Goal of the exercise –
Print the line containing "For the utility" and every later line of the records. Keep each one exactly as given, ending with the last.

Data –
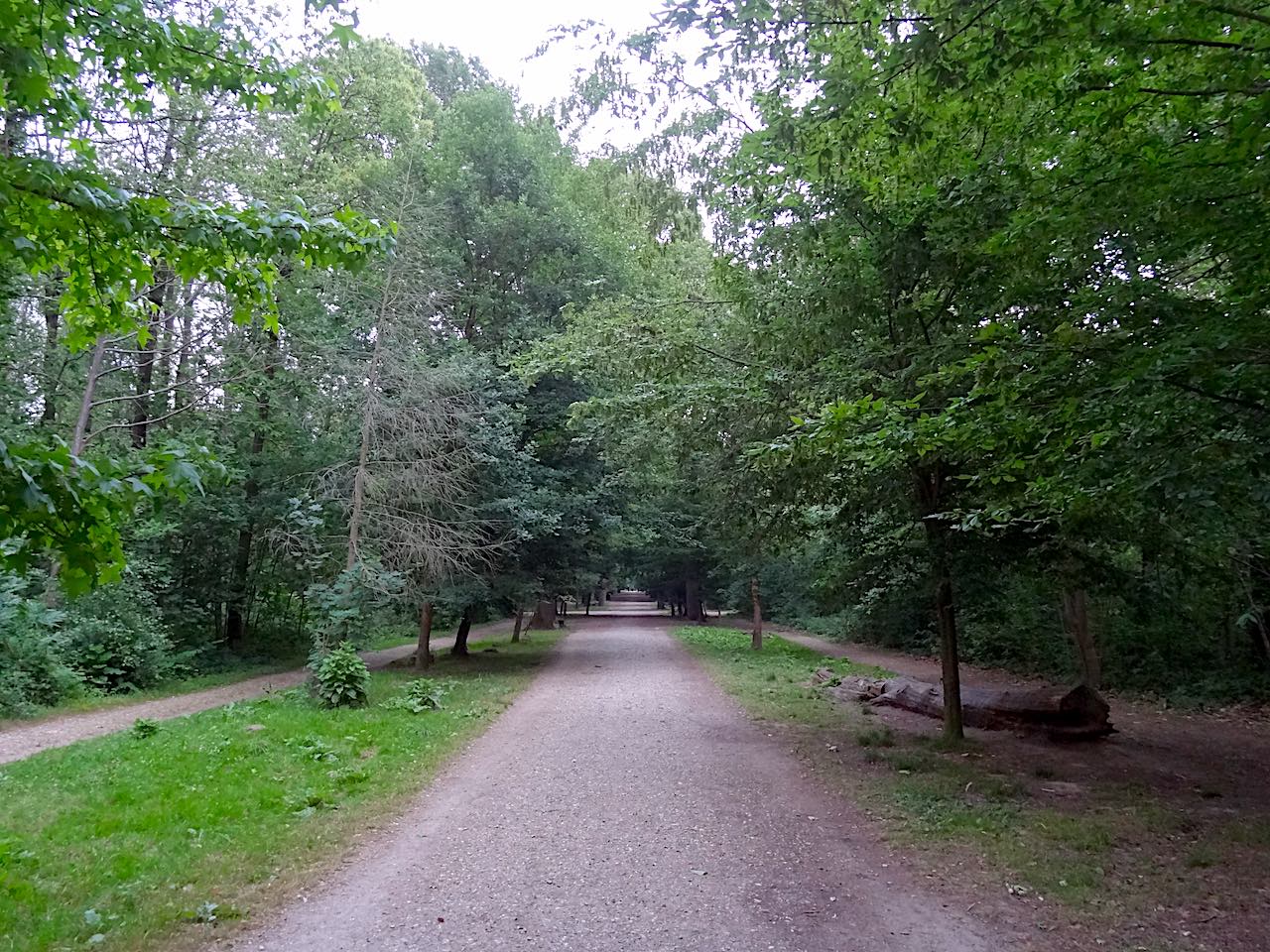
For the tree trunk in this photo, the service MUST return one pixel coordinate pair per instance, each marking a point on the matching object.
(354, 520)
(235, 617)
(181, 398)
(756, 635)
(694, 610)
(1076, 620)
(423, 653)
(951, 658)
(465, 626)
(79, 439)
(80, 436)
(544, 616)
(930, 489)
(53, 312)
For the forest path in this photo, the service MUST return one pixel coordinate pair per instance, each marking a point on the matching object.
(622, 802)
(1216, 757)
(19, 740)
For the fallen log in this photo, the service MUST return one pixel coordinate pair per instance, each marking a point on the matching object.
(1080, 714)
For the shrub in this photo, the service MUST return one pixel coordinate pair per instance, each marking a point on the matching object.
(32, 671)
(421, 694)
(341, 678)
(116, 639)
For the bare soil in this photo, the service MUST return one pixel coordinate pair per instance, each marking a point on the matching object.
(624, 803)
(1198, 883)
(19, 740)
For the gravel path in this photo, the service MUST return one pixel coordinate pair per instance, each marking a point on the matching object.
(622, 803)
(26, 739)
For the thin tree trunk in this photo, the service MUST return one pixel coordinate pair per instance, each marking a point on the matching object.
(167, 350)
(423, 653)
(544, 615)
(930, 488)
(181, 398)
(235, 620)
(354, 520)
(79, 439)
(951, 658)
(53, 312)
(465, 626)
(1076, 620)
(695, 611)
(756, 635)
(85, 416)
(146, 368)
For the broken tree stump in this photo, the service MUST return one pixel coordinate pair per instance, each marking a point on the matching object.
(1080, 714)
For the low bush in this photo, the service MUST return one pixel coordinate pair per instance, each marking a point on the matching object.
(341, 678)
(32, 673)
(117, 642)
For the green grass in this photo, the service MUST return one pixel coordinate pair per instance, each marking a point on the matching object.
(91, 701)
(135, 838)
(926, 789)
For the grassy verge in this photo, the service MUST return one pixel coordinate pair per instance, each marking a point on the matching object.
(1112, 852)
(128, 839)
(177, 687)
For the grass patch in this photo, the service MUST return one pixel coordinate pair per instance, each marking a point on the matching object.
(145, 833)
(926, 789)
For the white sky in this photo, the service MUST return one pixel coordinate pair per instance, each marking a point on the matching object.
(502, 33)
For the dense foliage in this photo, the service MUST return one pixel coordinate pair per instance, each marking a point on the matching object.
(1002, 266)
(320, 333)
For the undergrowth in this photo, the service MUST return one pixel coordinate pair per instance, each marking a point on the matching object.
(185, 824)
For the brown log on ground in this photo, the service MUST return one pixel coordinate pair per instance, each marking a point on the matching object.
(1080, 714)
(465, 626)
(423, 653)
(544, 616)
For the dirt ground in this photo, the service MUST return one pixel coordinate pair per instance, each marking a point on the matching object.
(19, 740)
(1206, 774)
(625, 803)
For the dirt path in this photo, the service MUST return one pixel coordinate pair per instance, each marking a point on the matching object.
(26, 739)
(1215, 762)
(622, 803)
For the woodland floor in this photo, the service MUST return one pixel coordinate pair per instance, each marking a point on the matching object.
(1162, 830)
(624, 802)
(21, 739)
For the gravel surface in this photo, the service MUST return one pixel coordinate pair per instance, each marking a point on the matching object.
(19, 740)
(622, 803)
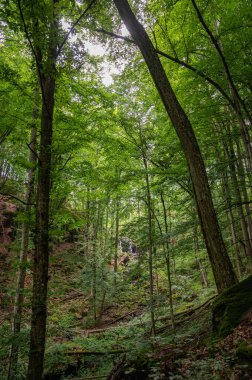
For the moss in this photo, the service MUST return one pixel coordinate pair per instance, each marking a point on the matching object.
(245, 350)
(229, 307)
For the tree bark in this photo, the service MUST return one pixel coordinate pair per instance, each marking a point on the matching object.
(41, 255)
(221, 265)
(19, 297)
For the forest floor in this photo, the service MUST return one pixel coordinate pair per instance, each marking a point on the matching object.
(119, 344)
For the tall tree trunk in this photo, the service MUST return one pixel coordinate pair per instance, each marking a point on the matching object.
(19, 297)
(150, 243)
(168, 260)
(221, 265)
(116, 242)
(238, 103)
(41, 255)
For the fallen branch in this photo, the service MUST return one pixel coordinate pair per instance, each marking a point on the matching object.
(117, 372)
(97, 353)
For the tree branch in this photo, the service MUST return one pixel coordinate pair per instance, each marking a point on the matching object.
(73, 26)
(18, 199)
(176, 60)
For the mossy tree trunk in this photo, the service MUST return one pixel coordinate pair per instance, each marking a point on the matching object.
(41, 255)
(19, 297)
(220, 262)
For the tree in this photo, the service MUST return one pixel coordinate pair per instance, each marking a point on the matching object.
(220, 262)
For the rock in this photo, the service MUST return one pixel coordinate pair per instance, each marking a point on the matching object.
(231, 307)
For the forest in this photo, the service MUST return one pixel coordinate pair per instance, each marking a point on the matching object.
(125, 189)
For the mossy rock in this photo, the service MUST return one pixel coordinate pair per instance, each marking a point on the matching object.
(230, 307)
(244, 351)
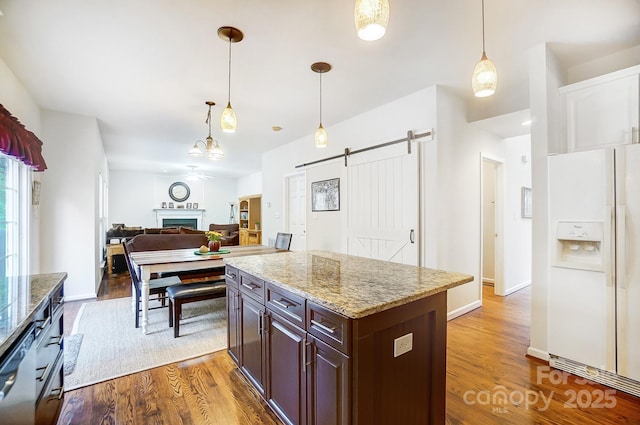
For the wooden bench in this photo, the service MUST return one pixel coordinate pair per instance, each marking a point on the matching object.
(190, 292)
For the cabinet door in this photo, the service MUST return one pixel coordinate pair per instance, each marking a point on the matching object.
(233, 328)
(328, 385)
(286, 392)
(252, 359)
(604, 114)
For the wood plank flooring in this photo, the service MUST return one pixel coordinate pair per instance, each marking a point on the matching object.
(490, 380)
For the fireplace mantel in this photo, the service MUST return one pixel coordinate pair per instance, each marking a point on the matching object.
(162, 213)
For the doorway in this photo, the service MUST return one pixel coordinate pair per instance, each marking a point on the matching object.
(295, 220)
(492, 259)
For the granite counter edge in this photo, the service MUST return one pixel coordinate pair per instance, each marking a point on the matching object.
(35, 306)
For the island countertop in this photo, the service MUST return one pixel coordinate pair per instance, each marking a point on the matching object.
(352, 286)
(22, 296)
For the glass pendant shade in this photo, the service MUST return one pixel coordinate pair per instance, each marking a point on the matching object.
(215, 153)
(321, 138)
(485, 78)
(371, 18)
(195, 151)
(228, 120)
(212, 147)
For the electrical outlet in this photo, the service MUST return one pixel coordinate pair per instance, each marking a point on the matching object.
(402, 345)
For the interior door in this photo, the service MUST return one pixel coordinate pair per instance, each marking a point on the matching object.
(628, 269)
(296, 218)
(383, 205)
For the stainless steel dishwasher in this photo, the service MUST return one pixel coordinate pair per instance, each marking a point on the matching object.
(18, 381)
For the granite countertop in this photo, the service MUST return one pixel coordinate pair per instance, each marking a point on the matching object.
(20, 298)
(352, 286)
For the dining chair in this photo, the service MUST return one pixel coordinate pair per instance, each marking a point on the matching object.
(283, 241)
(156, 286)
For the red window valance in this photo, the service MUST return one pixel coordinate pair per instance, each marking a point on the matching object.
(20, 143)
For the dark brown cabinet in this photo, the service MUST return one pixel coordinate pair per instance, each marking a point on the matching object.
(286, 362)
(252, 343)
(327, 385)
(233, 308)
(49, 359)
(315, 366)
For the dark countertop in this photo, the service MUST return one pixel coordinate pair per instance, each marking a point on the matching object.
(352, 286)
(20, 298)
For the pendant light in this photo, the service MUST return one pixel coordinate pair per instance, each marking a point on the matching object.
(372, 18)
(485, 76)
(214, 151)
(320, 138)
(229, 120)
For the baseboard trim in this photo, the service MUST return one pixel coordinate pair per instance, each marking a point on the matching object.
(463, 310)
(517, 287)
(81, 297)
(538, 354)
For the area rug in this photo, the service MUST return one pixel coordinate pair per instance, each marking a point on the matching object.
(112, 347)
(71, 349)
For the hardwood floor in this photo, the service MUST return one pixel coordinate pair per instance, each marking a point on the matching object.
(490, 380)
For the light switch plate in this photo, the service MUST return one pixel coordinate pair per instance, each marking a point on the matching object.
(402, 345)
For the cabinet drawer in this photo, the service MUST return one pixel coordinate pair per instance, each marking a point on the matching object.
(42, 318)
(329, 327)
(231, 275)
(252, 286)
(49, 347)
(288, 305)
(57, 301)
(49, 404)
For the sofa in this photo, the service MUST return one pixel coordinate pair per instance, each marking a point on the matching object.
(157, 242)
(230, 233)
(115, 259)
(165, 241)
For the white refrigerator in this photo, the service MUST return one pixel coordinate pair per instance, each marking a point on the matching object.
(594, 273)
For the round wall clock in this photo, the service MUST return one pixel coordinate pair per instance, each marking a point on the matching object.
(179, 191)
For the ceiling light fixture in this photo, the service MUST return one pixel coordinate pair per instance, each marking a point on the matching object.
(229, 120)
(214, 151)
(372, 18)
(485, 76)
(321, 138)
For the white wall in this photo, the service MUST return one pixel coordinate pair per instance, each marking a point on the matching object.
(249, 185)
(459, 183)
(69, 201)
(134, 195)
(451, 180)
(17, 100)
(517, 230)
(545, 77)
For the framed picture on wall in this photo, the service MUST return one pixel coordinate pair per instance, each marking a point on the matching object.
(526, 202)
(325, 195)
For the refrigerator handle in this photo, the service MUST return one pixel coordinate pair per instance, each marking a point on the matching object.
(609, 241)
(621, 248)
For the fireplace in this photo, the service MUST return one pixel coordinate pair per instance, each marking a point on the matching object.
(178, 222)
(176, 217)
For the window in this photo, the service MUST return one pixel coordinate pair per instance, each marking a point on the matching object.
(14, 217)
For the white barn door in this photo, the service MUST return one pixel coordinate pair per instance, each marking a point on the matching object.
(383, 204)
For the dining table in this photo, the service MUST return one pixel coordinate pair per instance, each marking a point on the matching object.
(185, 260)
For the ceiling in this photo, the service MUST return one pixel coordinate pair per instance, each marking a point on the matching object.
(144, 68)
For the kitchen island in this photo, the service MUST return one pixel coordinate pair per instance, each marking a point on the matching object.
(329, 338)
(31, 348)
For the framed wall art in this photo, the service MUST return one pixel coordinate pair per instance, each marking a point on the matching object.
(325, 195)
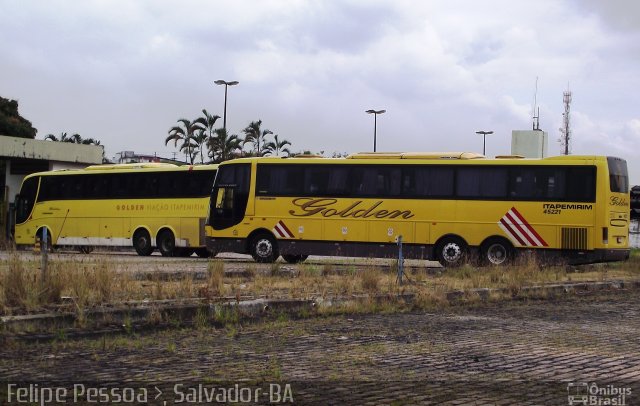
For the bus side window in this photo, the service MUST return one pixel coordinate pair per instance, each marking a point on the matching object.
(224, 199)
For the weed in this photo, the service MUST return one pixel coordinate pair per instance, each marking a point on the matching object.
(201, 319)
(275, 269)
(215, 282)
(369, 280)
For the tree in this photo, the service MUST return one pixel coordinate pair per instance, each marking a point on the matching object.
(224, 146)
(256, 136)
(200, 139)
(185, 135)
(206, 130)
(73, 139)
(276, 147)
(12, 124)
(207, 122)
(63, 138)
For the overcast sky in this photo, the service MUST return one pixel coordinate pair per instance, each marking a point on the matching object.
(124, 71)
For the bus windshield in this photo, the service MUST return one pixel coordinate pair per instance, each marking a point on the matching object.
(26, 199)
(618, 176)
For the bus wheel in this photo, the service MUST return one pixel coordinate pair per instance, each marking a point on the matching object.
(264, 248)
(166, 243)
(451, 252)
(49, 242)
(142, 243)
(294, 259)
(86, 249)
(183, 252)
(496, 251)
(204, 253)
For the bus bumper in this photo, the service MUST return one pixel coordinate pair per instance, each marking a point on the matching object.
(217, 245)
(598, 255)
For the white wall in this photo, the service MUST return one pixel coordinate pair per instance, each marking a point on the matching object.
(529, 144)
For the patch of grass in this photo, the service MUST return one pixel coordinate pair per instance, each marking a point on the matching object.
(215, 281)
(370, 280)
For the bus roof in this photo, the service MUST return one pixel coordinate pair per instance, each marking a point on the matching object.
(428, 157)
(135, 167)
(416, 155)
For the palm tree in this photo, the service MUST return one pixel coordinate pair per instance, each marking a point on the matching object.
(207, 121)
(200, 139)
(257, 137)
(74, 139)
(276, 147)
(223, 146)
(183, 134)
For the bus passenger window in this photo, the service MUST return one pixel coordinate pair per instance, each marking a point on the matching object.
(224, 199)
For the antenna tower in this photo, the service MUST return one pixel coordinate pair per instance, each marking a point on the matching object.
(536, 118)
(566, 123)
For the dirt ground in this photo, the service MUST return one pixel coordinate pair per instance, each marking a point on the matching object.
(523, 352)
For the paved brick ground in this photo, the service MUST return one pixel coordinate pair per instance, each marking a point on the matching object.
(502, 354)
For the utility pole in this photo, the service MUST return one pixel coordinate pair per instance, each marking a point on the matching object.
(565, 138)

Reply to the exercise –
For the utility pole in this photo, the service MUST return one pixel coordinate pair per instance, each marking a point on the matching object.
(565, 138)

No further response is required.